Reproduce the records that follow exactly as they are written.

** Exercise material follows **

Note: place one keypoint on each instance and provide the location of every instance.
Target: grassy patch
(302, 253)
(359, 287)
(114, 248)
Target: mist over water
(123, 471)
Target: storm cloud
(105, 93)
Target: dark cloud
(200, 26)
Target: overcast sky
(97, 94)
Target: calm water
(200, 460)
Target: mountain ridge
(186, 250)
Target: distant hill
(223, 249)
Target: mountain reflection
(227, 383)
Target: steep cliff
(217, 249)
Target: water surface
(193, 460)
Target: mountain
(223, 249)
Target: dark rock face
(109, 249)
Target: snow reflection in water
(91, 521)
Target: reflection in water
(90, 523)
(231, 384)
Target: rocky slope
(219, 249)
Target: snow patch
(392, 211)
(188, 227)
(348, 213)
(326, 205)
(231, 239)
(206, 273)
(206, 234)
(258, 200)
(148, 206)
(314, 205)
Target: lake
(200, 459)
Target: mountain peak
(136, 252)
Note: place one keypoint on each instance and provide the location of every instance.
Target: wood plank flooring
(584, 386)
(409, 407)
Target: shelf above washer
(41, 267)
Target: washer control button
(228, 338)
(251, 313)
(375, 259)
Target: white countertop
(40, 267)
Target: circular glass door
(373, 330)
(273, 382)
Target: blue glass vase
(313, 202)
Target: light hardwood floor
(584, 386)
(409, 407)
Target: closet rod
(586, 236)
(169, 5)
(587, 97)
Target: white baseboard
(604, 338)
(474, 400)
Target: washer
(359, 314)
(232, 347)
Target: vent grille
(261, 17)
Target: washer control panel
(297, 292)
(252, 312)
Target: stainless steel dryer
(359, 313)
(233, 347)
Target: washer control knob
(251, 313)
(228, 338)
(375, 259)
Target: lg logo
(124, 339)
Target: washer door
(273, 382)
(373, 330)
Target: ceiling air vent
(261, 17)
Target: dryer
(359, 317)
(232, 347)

** End of Exercise material **

Your solution:
Note: place one keypoint on each instance and provide the location of every instance.
Target: grassy patch
(302, 253)
(359, 287)
(114, 248)
Target: mist over water
(123, 471)
Target: storm cloud
(105, 93)
Target: dark cloud
(200, 26)
Target: overcast sky
(97, 94)
Target: calm water
(200, 460)
Target: mountain ridge
(186, 250)
Target: distant hill
(223, 249)
Target: mountain reflection
(227, 383)
Target: steep cliff
(217, 249)
Target: water surface
(193, 460)
Target: mountain
(223, 249)
Target: dark rock face
(109, 249)
Target: snow reflection in water
(91, 521)
Target: reflection in water
(90, 523)
(231, 384)
Target: rocky slope
(219, 249)
Target: snow patch
(392, 211)
(188, 227)
(348, 213)
(326, 205)
(231, 239)
(206, 273)
(206, 234)
(258, 200)
(148, 206)
(314, 205)
Target: lake
(200, 459)
Target: mountain peak
(136, 252)
Note: place one keypoint on each instance and provide the location of every instance.
Target: wood plank flooring
(584, 386)
(409, 407)
Target: shelf above washer
(41, 267)
Target: washer control button
(228, 338)
(251, 313)
(375, 259)
Target: white countertop
(40, 267)
Target: circular glass door
(373, 330)
(273, 382)
Target: blue glass vase
(313, 202)
Target: light hardwood floor
(584, 386)
(409, 407)
Target: closet rod
(586, 236)
(169, 5)
(587, 97)
Target: white baseboard
(604, 338)
(474, 400)
Target: washer
(359, 314)
(232, 347)
Target: vent grille
(261, 17)
Target: washer control panel
(297, 292)
(252, 312)
Target: stainless steel dryer
(359, 313)
(233, 347)
Target: washer control knob
(251, 313)
(228, 338)
(375, 259)
Target: lg logo
(124, 339)
Target: washer door
(273, 382)
(373, 330)
Target: ceiling air vent
(261, 17)
Target: dryer
(359, 317)
(232, 347)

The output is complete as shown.